### Op te lossen opgave
Kopieer uit de tekst over het boetebeding in de statuten letterlijk het gedeelte dat begint met de woorden "3.3. Het geschil" en eindigt met "(subsidiair)".

### Gegeven tekst
* * *

Artikel 16 lid 1 van de statuten luidt:
“Door toetreding onderwerpen de leden zich aan alle bepalingen van deze statuten en aan alle voorschriften, reglementen en verdere wettig genomen of nog te nemen besluiten van de coöperatie. (…)
Het bestuur is bevoegd om, zo luidt het tweede lid van artikel 16 van de statuten,
“om aan een lid dat in strijd handelt met de in het vorige lid bedoelde bepalingen een boete op te leggen van ten hoogste (…) € 2.500,00 voor elke overtreding per dag dat de overtreding voortduurt. (…).”

3.3. Het geschil

3.1.
[eisers] vordert dat de voorzieningenrechter bij vonnis in kort geding, uitvoerbaar bij voorraad
(primair)
het boetebeding in artikel 16 lid 2 van de statuten zal schorsen en/of opschorten vanaf 1 september 2020 of vanaf een nader door de voorzieningenrechter te bepalen datum, zulks op straffe van verbeurte van een dwangsom ter hoogte van de boete die door De Veiling wordt opgelegd, vermeerderd met een bedrag van € 25.000,00 per overtreding alsmede een dwangsom ter hoogte van € 1.000,00 voor elke dag dat de overtreding voortduurt,
(subsidiair)
De Veiling zal gebieden om zich te onthouden van enige oplegging van een boete aan [eisers] conform artikel 16 lid 2 van haar statuten, zulks met ingang van 1 september 2020 althans vanaf een nader door de voorzieningenrechter te bepalen datum, zulks op straffe van verbeurte van een dwangsom ter hoogte van de boete die door De Veiling wordt opgelegd, vermeerderd met een bedrag van € 25.000,00 per overtreding alsmede een dwangsom ter hoogte van € 1.000,00 voor elke dag dat de overtreding voortduurt
(primair en subsidiair)

* * *

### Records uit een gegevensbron
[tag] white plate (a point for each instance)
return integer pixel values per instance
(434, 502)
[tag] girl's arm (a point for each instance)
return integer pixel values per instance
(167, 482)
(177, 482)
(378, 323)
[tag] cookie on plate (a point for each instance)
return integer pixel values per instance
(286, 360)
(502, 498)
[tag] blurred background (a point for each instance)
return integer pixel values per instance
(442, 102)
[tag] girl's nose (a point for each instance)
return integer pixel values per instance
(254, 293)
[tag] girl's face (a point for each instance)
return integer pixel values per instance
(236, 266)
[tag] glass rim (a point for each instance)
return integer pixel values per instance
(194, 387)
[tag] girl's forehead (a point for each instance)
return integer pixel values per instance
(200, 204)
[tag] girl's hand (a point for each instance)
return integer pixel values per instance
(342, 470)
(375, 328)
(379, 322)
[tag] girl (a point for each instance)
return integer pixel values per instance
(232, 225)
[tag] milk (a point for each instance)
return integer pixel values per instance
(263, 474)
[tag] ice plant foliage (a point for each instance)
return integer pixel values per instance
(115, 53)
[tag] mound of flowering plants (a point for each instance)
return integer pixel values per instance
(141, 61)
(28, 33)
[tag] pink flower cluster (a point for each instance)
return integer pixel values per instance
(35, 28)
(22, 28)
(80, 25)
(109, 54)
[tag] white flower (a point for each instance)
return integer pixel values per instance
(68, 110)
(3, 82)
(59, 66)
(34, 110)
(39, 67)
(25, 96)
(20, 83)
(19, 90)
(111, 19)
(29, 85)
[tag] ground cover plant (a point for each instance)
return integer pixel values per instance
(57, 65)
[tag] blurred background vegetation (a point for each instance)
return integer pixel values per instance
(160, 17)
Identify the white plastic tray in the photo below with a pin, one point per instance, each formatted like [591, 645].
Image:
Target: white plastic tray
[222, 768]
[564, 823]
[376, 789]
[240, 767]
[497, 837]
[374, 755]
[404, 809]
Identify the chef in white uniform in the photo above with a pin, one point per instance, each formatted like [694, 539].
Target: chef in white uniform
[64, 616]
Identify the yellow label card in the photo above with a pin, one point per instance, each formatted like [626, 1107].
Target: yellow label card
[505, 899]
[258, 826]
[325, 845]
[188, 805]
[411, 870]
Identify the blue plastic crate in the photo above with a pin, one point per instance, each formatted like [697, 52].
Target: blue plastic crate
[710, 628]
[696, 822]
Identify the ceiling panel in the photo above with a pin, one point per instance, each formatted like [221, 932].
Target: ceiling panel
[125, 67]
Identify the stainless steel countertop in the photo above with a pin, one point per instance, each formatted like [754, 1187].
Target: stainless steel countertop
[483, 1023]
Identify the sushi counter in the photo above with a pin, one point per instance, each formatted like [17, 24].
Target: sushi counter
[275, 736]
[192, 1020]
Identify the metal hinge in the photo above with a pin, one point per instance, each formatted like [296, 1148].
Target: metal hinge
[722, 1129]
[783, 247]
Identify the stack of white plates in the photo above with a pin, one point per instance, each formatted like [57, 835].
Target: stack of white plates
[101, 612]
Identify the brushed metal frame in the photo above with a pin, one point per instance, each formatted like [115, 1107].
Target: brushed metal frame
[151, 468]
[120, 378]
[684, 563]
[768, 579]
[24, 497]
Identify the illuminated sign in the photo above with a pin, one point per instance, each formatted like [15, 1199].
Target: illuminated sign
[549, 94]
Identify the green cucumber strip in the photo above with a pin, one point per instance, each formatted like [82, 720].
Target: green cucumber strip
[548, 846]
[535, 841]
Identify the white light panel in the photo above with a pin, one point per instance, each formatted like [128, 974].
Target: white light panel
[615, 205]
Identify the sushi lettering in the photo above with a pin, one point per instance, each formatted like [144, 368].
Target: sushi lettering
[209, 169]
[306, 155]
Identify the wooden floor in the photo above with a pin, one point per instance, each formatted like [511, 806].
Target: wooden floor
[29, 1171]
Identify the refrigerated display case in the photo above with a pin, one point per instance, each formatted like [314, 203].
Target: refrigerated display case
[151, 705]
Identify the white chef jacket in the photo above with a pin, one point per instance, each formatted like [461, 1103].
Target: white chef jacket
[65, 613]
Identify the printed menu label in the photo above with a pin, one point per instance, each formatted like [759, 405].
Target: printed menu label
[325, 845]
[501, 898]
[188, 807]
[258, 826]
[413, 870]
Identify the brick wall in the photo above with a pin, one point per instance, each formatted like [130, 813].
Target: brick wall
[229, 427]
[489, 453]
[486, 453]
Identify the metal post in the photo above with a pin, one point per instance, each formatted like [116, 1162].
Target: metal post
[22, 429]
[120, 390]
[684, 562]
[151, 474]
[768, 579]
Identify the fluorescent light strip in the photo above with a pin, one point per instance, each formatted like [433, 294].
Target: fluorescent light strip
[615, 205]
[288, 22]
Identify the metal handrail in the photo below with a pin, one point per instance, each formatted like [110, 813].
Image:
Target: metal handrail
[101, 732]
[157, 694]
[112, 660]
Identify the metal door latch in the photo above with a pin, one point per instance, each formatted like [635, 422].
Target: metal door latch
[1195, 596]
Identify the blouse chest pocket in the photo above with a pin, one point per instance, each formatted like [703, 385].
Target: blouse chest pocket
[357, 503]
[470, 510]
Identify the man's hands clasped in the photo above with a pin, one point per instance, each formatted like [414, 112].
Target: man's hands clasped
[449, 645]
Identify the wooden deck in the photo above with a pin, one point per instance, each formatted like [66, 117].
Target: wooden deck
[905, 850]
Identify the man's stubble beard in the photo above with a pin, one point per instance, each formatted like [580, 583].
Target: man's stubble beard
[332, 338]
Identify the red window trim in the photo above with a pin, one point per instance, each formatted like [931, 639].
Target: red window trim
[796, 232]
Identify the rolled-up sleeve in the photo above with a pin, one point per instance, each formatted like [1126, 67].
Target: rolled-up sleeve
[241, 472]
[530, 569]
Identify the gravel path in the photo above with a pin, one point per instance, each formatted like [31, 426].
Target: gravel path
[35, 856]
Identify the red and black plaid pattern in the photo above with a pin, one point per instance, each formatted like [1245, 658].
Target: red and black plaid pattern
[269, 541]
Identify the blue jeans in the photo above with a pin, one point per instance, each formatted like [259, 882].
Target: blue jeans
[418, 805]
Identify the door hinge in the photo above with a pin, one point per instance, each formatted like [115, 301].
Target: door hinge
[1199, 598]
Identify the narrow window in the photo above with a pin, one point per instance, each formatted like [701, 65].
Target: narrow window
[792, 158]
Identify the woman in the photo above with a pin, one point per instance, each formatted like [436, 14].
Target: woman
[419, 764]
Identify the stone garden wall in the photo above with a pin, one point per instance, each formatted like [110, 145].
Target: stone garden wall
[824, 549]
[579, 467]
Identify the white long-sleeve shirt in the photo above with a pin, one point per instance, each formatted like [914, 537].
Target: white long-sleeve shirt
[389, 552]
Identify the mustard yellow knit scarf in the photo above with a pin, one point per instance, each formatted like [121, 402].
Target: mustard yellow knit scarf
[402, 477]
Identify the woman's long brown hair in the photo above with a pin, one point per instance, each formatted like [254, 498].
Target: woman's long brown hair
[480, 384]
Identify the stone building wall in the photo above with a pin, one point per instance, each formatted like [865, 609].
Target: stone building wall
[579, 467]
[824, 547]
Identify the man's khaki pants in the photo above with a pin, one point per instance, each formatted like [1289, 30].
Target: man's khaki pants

* * *

### Oplossing opgave
3.3. Het geschil

3.1.
[eisers] vordert dat de voorzieningenrechter bij vonnis in kort geding, uitvoerbaar bij voorraad
(primair)
het boetebeding in artikel 16 lid 2 van de statuten zal schorsen en/of opschorten vanaf 1 september 2020 of vanaf een nader door de voorzieningenrechter te bepalen datum, zulks op straffe van verbeurte van een dwangsom ter hoogte van de boete die door De Veiling wordt opgelegd, vermeerderd met een bedrag van € 25.000,00 per overtreding alsmede een dwangsom ter hoogte van € 1.000,00 voor elke dag dat de overtreding voortduurt,
(subsidiair)